● Work item:
Every line of the data, first to last, must be written out unchanged.

● Provided records:

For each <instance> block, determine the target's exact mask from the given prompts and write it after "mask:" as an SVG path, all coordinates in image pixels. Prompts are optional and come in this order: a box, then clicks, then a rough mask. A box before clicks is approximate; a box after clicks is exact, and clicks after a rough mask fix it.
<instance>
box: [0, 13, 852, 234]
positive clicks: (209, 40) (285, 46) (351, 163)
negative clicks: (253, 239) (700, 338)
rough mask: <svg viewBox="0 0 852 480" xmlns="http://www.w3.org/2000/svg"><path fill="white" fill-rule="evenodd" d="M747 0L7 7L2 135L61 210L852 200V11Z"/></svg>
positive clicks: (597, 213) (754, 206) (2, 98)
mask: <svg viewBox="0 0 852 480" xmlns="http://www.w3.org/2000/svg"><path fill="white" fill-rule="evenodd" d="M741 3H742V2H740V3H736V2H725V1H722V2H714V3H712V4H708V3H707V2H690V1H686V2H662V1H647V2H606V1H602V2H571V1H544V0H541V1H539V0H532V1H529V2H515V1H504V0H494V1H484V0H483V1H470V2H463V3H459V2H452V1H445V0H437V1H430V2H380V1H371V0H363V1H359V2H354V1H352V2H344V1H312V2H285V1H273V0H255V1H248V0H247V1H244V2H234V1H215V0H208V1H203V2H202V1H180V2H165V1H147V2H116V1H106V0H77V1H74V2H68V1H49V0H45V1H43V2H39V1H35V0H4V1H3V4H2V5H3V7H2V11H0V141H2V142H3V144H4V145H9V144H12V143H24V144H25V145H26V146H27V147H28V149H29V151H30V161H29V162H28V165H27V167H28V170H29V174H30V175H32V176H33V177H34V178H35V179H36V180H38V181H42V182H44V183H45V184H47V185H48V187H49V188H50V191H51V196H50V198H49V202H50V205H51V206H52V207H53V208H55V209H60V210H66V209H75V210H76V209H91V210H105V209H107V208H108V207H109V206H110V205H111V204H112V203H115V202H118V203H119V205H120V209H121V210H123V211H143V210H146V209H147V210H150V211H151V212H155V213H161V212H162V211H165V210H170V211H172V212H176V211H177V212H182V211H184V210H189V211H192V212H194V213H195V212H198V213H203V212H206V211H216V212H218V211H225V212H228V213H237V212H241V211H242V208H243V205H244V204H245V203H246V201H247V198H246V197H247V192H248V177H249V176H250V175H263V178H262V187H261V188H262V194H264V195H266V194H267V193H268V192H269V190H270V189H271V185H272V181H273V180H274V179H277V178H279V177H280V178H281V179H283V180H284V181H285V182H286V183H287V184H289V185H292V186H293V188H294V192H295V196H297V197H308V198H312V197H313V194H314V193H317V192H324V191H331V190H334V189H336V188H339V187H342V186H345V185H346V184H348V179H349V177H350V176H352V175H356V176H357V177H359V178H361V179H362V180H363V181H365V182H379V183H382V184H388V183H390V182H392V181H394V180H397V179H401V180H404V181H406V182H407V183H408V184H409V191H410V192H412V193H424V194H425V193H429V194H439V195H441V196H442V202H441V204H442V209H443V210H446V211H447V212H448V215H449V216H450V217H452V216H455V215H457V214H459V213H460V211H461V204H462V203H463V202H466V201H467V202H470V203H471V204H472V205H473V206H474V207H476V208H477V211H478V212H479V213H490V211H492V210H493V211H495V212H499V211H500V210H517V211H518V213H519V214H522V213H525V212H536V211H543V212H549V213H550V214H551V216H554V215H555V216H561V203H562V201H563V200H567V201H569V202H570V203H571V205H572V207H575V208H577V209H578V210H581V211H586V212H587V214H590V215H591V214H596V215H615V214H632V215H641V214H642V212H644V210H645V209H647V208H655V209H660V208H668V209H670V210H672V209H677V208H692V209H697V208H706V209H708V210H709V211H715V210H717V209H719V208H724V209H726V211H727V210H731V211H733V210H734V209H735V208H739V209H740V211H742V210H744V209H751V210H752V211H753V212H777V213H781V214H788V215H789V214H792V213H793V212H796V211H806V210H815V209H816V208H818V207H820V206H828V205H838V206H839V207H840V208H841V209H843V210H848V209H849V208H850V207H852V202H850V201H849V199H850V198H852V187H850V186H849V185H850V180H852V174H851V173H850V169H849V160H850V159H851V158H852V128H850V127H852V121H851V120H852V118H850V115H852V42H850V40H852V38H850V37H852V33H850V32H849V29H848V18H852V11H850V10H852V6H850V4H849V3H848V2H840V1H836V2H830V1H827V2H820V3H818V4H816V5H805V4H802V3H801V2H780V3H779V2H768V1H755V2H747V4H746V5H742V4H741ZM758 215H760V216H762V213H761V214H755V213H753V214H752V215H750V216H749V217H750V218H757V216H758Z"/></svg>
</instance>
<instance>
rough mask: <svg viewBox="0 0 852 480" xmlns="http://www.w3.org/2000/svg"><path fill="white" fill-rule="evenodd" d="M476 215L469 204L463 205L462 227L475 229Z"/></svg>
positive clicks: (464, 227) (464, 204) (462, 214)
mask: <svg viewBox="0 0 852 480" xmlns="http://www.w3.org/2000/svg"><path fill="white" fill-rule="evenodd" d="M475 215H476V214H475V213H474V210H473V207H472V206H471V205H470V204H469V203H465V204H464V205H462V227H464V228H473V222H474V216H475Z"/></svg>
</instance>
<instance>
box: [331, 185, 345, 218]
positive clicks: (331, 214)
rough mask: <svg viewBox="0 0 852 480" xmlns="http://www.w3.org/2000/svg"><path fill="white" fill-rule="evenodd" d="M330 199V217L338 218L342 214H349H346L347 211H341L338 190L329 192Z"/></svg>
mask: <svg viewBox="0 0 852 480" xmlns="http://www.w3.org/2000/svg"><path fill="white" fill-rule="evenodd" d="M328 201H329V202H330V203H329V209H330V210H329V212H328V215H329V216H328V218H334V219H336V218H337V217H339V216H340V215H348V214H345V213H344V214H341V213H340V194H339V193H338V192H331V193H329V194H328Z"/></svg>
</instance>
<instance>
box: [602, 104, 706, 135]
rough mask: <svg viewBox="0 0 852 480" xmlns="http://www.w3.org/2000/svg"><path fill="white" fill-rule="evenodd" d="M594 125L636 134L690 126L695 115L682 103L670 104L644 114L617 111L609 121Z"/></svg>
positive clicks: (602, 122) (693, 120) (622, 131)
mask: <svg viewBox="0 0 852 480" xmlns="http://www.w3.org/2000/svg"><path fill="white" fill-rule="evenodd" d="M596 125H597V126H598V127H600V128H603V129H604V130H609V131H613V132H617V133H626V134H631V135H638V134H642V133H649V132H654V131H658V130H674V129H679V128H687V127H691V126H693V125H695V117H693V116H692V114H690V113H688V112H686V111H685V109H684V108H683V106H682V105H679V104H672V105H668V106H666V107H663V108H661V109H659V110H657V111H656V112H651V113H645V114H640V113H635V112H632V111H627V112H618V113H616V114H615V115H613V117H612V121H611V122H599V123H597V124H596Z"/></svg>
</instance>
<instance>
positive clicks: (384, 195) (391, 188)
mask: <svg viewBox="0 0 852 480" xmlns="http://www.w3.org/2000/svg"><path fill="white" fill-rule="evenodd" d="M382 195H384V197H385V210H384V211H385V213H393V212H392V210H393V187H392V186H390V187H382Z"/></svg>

● Response box:
For each <instance> block, determine the target's exact mask from the given prompts and write it after "mask:" as an SVG path, all coordinates in image pixels. Prompts are optional and come in this order: a box, then clicks, then a rough mask. A box before clicks is approximate; a box after clicks is exact, and clicks after a rough mask fix it.
<instance>
box: [0, 13, 852, 234]
positive clicks: (209, 40) (285, 46) (351, 163)
negative clicks: (253, 239) (700, 338)
rough mask: <svg viewBox="0 0 852 480" xmlns="http://www.w3.org/2000/svg"><path fill="white" fill-rule="evenodd" d="M747 0L7 7L2 135L61 210L852 200V11Z"/></svg>
positive clicks: (597, 213) (754, 206) (2, 98)
mask: <svg viewBox="0 0 852 480" xmlns="http://www.w3.org/2000/svg"><path fill="white" fill-rule="evenodd" d="M741 3H742V2H740V3H736V2H725V1H722V2H714V3H712V4H708V3H707V2H690V1H686V2H662V1H647V2H606V1H602V2H571V1H544V0H541V1H539V0H532V1H529V2H515V1H504V0H494V1H484V0H483V1H470V2H463V3H459V2H452V1H445V0H437V1H430V2H380V1H371V0H363V1H359V2H354V1H352V2H344V1H312V2H285V1H273V0H255V1H248V0H247V1H244V2H234V1H215V0H208V1H203V2H202V1H180V2H165V1H147V2H116V1H106V0H77V1H74V2H68V1H49V0H45V1H43V2H39V1H35V0H4V1H3V4H2V5H3V7H2V11H0V141H2V142H3V144H4V145H9V144H12V143H24V144H25V145H26V146H27V147H28V149H29V151H30V161H29V162H28V165H27V167H28V170H29V174H30V175H32V176H33V177H34V178H35V179H36V180H38V181H42V182H44V183H45V184H47V185H48V187H49V188H50V191H51V196H50V198H49V202H50V205H51V206H52V207H53V208H55V209H60V210H66V209H75V210H76V209H91V210H105V209H107V208H108V207H109V206H110V205H111V204H112V203H115V202H118V203H119V205H120V209H121V210H123V211H143V210H146V209H147V210H150V211H151V212H155V213H161V212H162V211H165V210H170V211H172V212H176V211H177V212H182V211H184V210H189V211H192V212H194V213H195V212H198V213H203V212H206V211H216V212H218V211H225V212H228V213H237V212H241V211H242V208H243V205H244V204H245V203H246V201H247V198H246V197H247V192H248V177H249V176H250V175H263V178H262V187H261V188H262V194H264V195H266V194H267V193H268V192H269V190H270V189H271V185H272V181H273V180H274V179H277V178H279V177H280V178H281V179H283V180H284V181H285V182H286V183H287V184H289V185H292V186H293V188H294V192H295V196H297V197H308V198H312V197H313V194H314V193H317V192H324V191H331V190H334V189H336V188H339V187H342V186H345V185H346V184H348V179H349V177H350V176H352V175H356V176H357V177H359V178H361V179H362V180H363V181H365V182H379V183H382V184H388V183H390V182H392V181H394V180H397V179H401V180H404V181H406V182H407V183H408V184H409V191H410V192H412V193H424V194H425V193H429V194H439V195H441V196H442V202H441V204H442V209H443V210H446V211H447V212H448V215H449V216H450V217H452V216H455V215H457V214H459V213H460V211H461V204H462V203H463V202H466V201H467V202H470V203H471V204H472V205H473V206H474V207H476V208H477V211H478V212H479V213H490V211H492V210H493V211H495V212H499V211H500V210H517V211H518V213H519V214H522V213H525V212H536V211H543V212H549V213H550V214H551V216H554V215H555V216H561V203H562V201H563V200H567V201H569V202H570V203H571V205H572V207H575V208H577V209H578V210H581V211H586V212H587V214H590V215H591V214H596V215H615V214H632V215H641V214H642V212H644V210H645V209H647V208H655V209H660V208H668V209H670V210H672V209H677V208H692V209H697V208H706V209H708V210H709V211H715V210H717V209H719V208H724V209H726V211H727V210H731V211H733V210H734V209H735V208H739V209H740V211H742V210H744V209H751V210H752V211H753V212H777V213H781V214H788V215H789V214H792V213H793V212H796V211H806V210H815V209H816V208H818V207H820V206H828V205H838V206H839V207H840V208H841V209H843V210H848V209H849V208H850V207H852V202H850V201H849V199H850V198H852V187H850V186H849V185H850V180H852V174H851V173H850V169H849V160H850V159H851V158H852V128H850V127H852V121H851V120H852V118H850V115H852V42H850V40H852V38H850V37H852V33H850V32H849V29H848V18H852V11H850V10H852V6H850V4H849V3H848V2H840V1H836V2H830V1H827V2H820V3H818V4H816V5H805V4H802V3H801V2H780V3H779V2H768V1H755V2H747V4H746V5H742V4H741ZM758 215H760V216H762V213H761V214H755V213H753V214H752V215H750V216H749V217H750V218H757V216H758Z"/></svg>
</instance>
<instance>
rough mask: <svg viewBox="0 0 852 480" xmlns="http://www.w3.org/2000/svg"><path fill="white" fill-rule="evenodd" d="M476 215L469 204L463 205L462 227L475 229Z"/></svg>
positive clicks: (464, 227) (464, 204) (462, 214)
mask: <svg viewBox="0 0 852 480" xmlns="http://www.w3.org/2000/svg"><path fill="white" fill-rule="evenodd" d="M475 215H476V214H475V213H474V210H473V207H472V206H471V205H470V204H469V203H465V204H464V205H462V227H464V228H473V222H474V216H475Z"/></svg>
</instance>
<instance>
box: [331, 185, 345, 218]
positive clicks: (331, 214)
rough mask: <svg viewBox="0 0 852 480" xmlns="http://www.w3.org/2000/svg"><path fill="white" fill-rule="evenodd" d="M330 199V217L338 218L342 214H349H346L347 211H341L338 190L329 192Z"/></svg>
mask: <svg viewBox="0 0 852 480" xmlns="http://www.w3.org/2000/svg"><path fill="white" fill-rule="evenodd" d="M328 201H329V202H330V203H329V209H330V210H329V212H328V215H329V216H328V218H334V219H336V218H337V217H339V216H340V215H348V214H345V213H344V214H341V213H340V194H339V193H338V192H331V193H329V194H328Z"/></svg>
</instance>
<instance>
box: [602, 104, 706, 135]
rough mask: <svg viewBox="0 0 852 480" xmlns="http://www.w3.org/2000/svg"><path fill="white" fill-rule="evenodd" d="M594 125L636 134L690 126L695 115L682 103L670 104L644 114L617 111L609 121Z"/></svg>
positive clicks: (602, 122) (693, 120) (622, 131)
mask: <svg viewBox="0 0 852 480" xmlns="http://www.w3.org/2000/svg"><path fill="white" fill-rule="evenodd" d="M596 125H597V126H598V127H600V128H603V129H604V130H609V131H613V132H617V133H626V134H631V135H638V134H642V133H649V132H654V131H658V130H674V129H679V128H687V127H691V126H693V125H695V117H693V116H692V114H690V113H688V112H686V111H685V109H684V108H683V106H682V105H679V104H672V105H668V106H666V107H663V108H661V109H659V110H657V111H656V112H651V113H645V114H640V113H635V112H632V111H627V112H618V113H616V114H615V115H613V117H612V121H611V122H599V123H597V124H596Z"/></svg>
</instance>
<instance>
positive clicks: (384, 195) (391, 188)
mask: <svg viewBox="0 0 852 480" xmlns="http://www.w3.org/2000/svg"><path fill="white" fill-rule="evenodd" d="M382 195H384V197H385V210H384V211H385V213H393V212H392V210H393V187H392V186H390V187H382Z"/></svg>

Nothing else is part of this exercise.